__Task statement__
Would you repeat, exactly as given, the line with "# tag a point on each instance of the louvered" and every line after it to the end of the entries?

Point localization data

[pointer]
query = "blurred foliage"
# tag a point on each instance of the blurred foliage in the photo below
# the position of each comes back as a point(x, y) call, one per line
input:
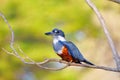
point(30, 19)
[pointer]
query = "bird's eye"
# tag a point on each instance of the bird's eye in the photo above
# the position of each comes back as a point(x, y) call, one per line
point(56, 31)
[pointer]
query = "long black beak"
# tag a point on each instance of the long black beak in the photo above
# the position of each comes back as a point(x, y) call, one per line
point(48, 33)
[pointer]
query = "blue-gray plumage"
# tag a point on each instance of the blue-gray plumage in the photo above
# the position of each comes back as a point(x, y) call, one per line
point(66, 49)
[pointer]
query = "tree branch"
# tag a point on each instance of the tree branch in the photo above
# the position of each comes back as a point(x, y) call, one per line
point(104, 26)
point(25, 59)
point(116, 1)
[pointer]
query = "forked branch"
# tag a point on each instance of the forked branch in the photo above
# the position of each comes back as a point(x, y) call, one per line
point(28, 60)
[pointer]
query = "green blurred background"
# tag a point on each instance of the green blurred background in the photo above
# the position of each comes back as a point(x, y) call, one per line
point(30, 19)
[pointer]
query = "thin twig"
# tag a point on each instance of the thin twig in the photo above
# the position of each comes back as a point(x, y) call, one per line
point(28, 60)
point(116, 1)
point(104, 26)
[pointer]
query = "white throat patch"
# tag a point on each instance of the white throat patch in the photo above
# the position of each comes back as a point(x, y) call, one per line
point(58, 38)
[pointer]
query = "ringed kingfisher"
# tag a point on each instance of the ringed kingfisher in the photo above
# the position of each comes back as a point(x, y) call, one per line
point(66, 49)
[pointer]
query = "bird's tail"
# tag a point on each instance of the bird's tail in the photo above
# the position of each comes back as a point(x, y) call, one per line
point(87, 62)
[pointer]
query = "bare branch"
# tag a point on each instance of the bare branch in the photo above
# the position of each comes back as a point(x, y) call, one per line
point(39, 64)
point(104, 26)
point(25, 59)
point(116, 1)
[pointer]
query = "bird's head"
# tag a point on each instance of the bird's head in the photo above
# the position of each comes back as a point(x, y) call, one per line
point(56, 32)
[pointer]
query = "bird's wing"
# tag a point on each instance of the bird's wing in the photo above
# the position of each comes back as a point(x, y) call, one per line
point(73, 50)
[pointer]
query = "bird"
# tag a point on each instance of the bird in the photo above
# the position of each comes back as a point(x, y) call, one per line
point(67, 50)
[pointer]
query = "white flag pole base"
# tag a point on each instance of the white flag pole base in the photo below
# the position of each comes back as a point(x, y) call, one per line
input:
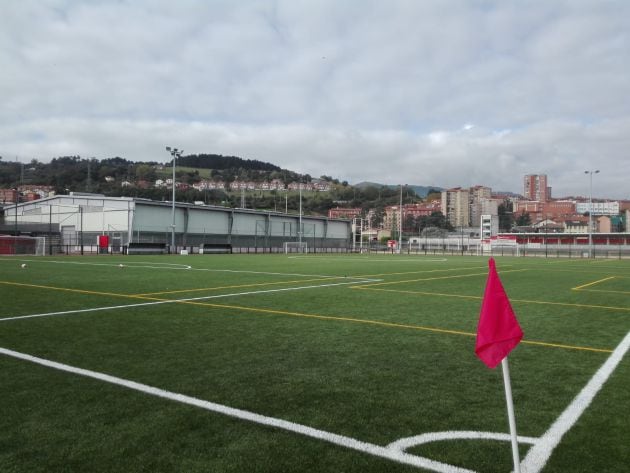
point(511, 419)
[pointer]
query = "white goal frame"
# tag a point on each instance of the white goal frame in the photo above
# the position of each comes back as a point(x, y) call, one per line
point(295, 247)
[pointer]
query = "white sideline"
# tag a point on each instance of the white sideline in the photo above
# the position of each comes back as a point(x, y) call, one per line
point(173, 301)
point(341, 440)
point(538, 455)
point(408, 442)
point(176, 266)
point(534, 461)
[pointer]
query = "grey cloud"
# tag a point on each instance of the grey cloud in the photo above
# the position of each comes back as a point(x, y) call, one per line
point(360, 90)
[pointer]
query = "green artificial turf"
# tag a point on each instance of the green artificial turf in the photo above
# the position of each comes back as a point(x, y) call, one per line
point(376, 348)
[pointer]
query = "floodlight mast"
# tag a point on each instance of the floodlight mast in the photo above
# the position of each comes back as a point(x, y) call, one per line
point(176, 154)
point(590, 212)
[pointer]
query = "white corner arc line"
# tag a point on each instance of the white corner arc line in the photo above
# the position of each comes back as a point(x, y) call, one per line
point(340, 440)
point(173, 301)
point(408, 442)
point(537, 457)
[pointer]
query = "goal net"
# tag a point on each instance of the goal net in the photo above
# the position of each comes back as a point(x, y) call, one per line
point(22, 245)
point(295, 247)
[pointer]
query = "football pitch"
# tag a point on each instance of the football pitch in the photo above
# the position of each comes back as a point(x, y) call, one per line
point(323, 363)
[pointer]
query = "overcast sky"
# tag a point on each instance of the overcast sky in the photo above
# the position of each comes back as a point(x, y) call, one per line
point(429, 92)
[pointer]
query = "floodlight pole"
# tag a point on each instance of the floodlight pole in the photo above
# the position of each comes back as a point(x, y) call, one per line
point(400, 223)
point(176, 154)
point(590, 212)
point(300, 221)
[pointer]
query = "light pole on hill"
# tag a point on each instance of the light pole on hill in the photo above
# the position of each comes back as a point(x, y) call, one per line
point(176, 154)
point(590, 212)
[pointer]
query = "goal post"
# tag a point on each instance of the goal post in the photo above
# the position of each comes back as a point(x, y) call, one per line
point(295, 247)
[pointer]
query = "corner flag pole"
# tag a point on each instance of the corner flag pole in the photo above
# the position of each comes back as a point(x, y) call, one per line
point(511, 419)
point(498, 333)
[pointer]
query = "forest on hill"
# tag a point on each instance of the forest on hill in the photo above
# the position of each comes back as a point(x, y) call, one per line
point(120, 177)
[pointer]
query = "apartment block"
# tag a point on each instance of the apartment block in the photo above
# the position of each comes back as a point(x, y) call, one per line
point(456, 206)
point(535, 187)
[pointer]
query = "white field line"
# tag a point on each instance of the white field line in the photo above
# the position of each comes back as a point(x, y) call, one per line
point(178, 267)
point(132, 264)
point(174, 301)
point(340, 440)
point(370, 259)
point(537, 457)
point(408, 442)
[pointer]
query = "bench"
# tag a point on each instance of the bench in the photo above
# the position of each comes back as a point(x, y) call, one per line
point(215, 248)
point(146, 249)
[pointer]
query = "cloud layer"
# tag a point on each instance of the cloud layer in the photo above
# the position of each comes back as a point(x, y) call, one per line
point(444, 92)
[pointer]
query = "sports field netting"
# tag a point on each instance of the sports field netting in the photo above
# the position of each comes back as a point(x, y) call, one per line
point(301, 362)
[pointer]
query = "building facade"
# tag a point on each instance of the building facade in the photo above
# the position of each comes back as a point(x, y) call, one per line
point(456, 206)
point(535, 187)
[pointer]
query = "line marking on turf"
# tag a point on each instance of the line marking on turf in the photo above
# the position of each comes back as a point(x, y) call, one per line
point(153, 300)
point(336, 439)
point(462, 296)
point(537, 457)
point(577, 288)
point(457, 276)
point(425, 271)
point(79, 291)
point(408, 442)
point(196, 301)
point(236, 286)
point(370, 259)
point(137, 264)
point(534, 461)
point(127, 263)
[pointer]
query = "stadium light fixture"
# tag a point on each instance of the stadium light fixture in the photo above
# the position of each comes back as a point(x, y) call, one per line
point(176, 154)
point(590, 212)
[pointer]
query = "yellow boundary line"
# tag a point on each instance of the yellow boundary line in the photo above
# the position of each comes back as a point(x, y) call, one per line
point(239, 286)
point(525, 301)
point(578, 288)
point(457, 276)
point(423, 271)
point(310, 316)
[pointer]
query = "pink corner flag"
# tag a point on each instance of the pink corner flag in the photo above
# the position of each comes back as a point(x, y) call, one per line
point(498, 331)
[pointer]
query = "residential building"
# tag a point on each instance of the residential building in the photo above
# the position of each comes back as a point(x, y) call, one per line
point(348, 213)
point(455, 206)
point(598, 208)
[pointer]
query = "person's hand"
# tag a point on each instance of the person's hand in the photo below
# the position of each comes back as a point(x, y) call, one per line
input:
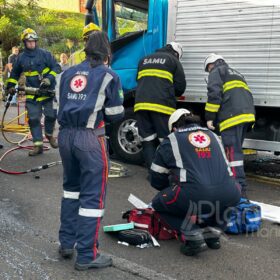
point(11, 91)
point(46, 82)
point(210, 125)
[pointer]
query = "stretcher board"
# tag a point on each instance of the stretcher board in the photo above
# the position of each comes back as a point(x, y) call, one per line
point(269, 212)
point(118, 227)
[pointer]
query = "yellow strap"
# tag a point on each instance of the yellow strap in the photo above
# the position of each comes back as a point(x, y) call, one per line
point(243, 118)
point(31, 74)
point(46, 70)
point(235, 84)
point(53, 73)
point(37, 99)
point(210, 107)
point(13, 81)
point(154, 107)
point(156, 73)
point(38, 143)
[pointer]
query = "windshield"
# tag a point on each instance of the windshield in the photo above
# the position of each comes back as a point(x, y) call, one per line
point(130, 18)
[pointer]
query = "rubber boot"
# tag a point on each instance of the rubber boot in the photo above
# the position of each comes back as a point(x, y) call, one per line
point(36, 151)
point(149, 149)
point(66, 253)
point(212, 238)
point(193, 244)
point(52, 141)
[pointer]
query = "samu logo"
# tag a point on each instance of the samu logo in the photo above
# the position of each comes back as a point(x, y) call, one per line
point(154, 61)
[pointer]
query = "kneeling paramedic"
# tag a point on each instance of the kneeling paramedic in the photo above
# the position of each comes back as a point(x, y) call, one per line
point(90, 95)
point(196, 186)
point(40, 69)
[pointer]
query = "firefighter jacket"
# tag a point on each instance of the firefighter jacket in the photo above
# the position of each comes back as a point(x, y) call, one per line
point(35, 64)
point(192, 156)
point(230, 101)
point(89, 97)
point(161, 79)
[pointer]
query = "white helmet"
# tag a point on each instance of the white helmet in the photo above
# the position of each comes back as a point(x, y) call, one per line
point(177, 47)
point(211, 58)
point(176, 116)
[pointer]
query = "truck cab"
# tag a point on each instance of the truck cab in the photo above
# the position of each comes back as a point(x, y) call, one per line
point(245, 32)
point(135, 28)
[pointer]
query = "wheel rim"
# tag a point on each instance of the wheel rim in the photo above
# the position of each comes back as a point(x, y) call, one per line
point(128, 137)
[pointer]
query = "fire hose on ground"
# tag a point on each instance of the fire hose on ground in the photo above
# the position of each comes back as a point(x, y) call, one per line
point(116, 169)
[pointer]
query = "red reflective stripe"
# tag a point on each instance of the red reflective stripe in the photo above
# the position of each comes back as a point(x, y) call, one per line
point(101, 124)
point(103, 187)
point(175, 197)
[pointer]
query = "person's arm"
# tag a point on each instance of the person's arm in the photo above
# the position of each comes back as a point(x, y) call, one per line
point(114, 109)
point(53, 66)
point(15, 74)
point(179, 79)
point(215, 91)
point(159, 172)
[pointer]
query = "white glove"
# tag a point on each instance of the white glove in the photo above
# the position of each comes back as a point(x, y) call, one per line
point(210, 125)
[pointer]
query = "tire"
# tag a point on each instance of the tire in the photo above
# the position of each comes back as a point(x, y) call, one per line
point(125, 140)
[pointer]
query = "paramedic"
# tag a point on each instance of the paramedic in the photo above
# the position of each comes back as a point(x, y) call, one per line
point(192, 174)
point(161, 79)
point(90, 95)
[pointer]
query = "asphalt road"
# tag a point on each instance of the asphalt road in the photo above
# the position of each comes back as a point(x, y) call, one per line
point(29, 221)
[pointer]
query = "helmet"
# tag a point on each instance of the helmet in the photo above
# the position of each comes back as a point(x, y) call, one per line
point(177, 47)
point(89, 28)
point(176, 116)
point(29, 35)
point(211, 58)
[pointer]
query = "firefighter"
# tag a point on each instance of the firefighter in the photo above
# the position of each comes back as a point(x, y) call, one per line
point(161, 79)
point(195, 182)
point(80, 55)
point(90, 94)
point(40, 70)
point(230, 107)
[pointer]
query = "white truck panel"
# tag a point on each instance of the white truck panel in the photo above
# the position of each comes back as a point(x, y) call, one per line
point(245, 32)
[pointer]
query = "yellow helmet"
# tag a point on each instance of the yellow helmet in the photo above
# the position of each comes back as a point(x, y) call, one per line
point(89, 28)
point(29, 35)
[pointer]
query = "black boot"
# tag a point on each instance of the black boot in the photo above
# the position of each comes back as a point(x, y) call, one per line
point(101, 261)
point(36, 151)
point(212, 237)
point(193, 243)
point(66, 253)
point(149, 149)
point(52, 141)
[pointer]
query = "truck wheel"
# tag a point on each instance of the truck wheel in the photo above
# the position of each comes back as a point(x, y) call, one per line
point(125, 140)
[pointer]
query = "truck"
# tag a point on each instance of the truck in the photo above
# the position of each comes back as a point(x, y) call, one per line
point(245, 32)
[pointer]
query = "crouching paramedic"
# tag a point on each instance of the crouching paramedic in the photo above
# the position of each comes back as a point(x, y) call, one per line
point(195, 182)
point(90, 94)
point(160, 79)
point(40, 69)
point(230, 106)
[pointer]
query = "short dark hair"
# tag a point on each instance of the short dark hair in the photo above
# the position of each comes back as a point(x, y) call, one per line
point(98, 48)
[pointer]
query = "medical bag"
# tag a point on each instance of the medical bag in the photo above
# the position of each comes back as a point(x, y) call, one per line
point(135, 236)
point(149, 220)
point(244, 218)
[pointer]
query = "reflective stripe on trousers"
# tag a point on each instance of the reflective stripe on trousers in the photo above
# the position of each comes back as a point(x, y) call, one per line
point(85, 167)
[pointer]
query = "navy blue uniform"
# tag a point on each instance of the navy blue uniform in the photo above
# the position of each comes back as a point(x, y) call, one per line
point(161, 79)
point(88, 98)
point(230, 104)
point(192, 174)
point(36, 64)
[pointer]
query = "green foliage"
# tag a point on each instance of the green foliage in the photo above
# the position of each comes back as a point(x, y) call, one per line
point(53, 28)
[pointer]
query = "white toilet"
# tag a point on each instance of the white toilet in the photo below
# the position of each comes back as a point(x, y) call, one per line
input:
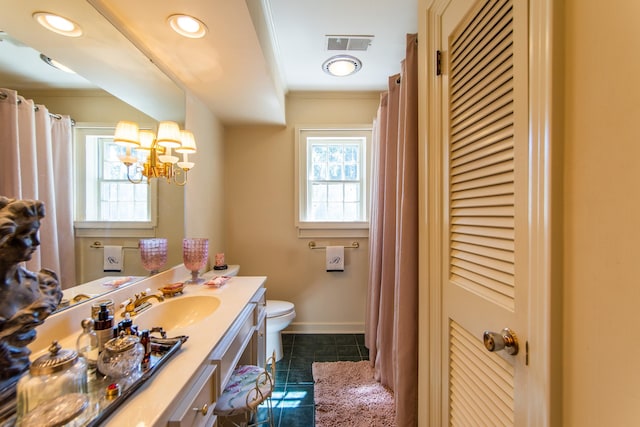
point(280, 314)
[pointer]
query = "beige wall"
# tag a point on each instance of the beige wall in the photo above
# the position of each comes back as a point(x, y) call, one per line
point(259, 209)
point(602, 213)
point(204, 194)
point(96, 106)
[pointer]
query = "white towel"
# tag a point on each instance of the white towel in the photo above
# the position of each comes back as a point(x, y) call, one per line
point(113, 260)
point(335, 258)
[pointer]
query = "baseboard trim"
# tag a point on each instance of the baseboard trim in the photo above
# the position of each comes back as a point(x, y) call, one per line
point(325, 328)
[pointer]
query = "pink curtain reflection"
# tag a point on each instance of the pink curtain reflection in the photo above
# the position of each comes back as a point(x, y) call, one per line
point(36, 164)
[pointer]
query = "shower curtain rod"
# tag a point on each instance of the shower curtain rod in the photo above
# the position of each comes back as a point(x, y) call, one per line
point(35, 108)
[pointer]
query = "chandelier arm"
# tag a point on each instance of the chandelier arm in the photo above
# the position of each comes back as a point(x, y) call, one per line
point(178, 172)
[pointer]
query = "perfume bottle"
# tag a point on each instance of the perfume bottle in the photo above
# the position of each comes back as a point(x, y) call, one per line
point(88, 347)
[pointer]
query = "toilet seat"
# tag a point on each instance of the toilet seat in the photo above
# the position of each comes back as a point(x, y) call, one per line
point(277, 308)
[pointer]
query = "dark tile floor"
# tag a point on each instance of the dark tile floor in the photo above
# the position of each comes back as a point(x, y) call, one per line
point(293, 394)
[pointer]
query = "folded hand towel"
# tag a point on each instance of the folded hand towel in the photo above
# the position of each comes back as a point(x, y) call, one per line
point(335, 258)
point(113, 258)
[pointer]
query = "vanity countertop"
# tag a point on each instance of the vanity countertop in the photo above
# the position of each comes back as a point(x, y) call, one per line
point(149, 405)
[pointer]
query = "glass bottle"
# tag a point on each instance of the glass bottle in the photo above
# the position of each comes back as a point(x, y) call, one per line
point(87, 346)
point(58, 382)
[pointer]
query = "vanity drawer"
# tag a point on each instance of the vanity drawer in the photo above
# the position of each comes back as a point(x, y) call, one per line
point(196, 408)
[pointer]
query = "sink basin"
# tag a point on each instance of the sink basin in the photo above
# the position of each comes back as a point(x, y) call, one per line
point(177, 312)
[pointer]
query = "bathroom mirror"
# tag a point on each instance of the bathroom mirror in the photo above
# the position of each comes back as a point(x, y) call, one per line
point(118, 74)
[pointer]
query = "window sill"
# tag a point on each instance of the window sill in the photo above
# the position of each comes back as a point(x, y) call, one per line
point(332, 229)
point(114, 229)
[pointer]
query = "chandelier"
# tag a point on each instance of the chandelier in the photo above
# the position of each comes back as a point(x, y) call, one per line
point(159, 161)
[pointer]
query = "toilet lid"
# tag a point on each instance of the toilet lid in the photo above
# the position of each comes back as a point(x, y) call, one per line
point(278, 308)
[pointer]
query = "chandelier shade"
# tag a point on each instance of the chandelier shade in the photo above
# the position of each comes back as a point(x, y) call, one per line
point(159, 162)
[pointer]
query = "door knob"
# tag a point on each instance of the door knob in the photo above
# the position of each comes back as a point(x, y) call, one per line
point(506, 340)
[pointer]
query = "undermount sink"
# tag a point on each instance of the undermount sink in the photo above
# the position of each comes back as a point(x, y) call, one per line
point(177, 312)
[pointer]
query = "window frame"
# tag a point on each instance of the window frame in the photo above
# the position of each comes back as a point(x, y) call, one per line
point(90, 228)
point(330, 229)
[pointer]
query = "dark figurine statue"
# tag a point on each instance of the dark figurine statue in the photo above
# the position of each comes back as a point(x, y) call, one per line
point(26, 298)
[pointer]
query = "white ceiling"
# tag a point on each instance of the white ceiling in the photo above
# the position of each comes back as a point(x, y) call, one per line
point(254, 52)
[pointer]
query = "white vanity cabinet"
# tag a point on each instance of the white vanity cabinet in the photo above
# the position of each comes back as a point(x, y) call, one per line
point(184, 390)
point(196, 408)
point(243, 343)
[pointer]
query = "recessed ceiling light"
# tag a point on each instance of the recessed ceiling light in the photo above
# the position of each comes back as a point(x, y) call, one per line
point(342, 65)
point(187, 26)
point(58, 24)
point(56, 64)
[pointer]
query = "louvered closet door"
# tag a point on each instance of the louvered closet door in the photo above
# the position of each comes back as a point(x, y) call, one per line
point(484, 86)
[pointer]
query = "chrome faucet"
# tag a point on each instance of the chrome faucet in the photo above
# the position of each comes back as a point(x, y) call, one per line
point(138, 303)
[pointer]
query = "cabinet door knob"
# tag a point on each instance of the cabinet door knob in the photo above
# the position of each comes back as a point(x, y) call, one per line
point(203, 410)
point(506, 340)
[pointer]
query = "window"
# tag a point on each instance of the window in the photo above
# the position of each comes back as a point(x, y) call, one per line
point(103, 193)
point(332, 181)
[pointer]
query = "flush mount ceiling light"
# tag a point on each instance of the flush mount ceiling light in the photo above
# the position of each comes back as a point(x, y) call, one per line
point(56, 64)
point(342, 65)
point(187, 26)
point(58, 24)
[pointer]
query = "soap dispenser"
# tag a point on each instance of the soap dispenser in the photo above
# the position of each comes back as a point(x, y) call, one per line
point(103, 326)
point(88, 347)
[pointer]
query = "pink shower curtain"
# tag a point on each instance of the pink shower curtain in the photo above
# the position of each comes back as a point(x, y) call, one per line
point(391, 330)
point(36, 164)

__Task response__
# tag a point on each instance of the louvered closet door in the photo above
# the position of each comes back as a point(x, y) call, one per line
point(484, 86)
[pointer]
query = "chrome faucet"
# tag a point on each instance of the chrome faucet in the photo above
# the position of each comes back as a point(x, y) call, one per line
point(138, 303)
[pointer]
query = "cabinet door knob"
# tag a point on each instance of the cabinet door knob in the photo above
# the position of each comes back as a point(x, y) call, one per line
point(203, 410)
point(506, 340)
[pointer]
query = "window"
# tag a point on each instance of the window in the photo above
# the position of each comes back as a point(x, y) call, one per line
point(103, 193)
point(332, 181)
[pointer]
query = "flush mount ceiling light"
# tag a point on each instance of the flush mount ceiling light in the photo above
# the position of each comes back as a point(x, y) call, one per line
point(56, 64)
point(342, 65)
point(187, 26)
point(58, 24)
[pointer]
query = "soap dispenser"
# tag a point on each instance of the soap dispenser in the photo above
# the position of each comes back as a point(x, y) call, one per line
point(103, 326)
point(88, 347)
[pointer]
query = "pink shower curtain"
# tag a point on each instance of the pink shower curtain in the photo above
# the position of each comes back as a point(x, y) call, one per line
point(391, 330)
point(36, 164)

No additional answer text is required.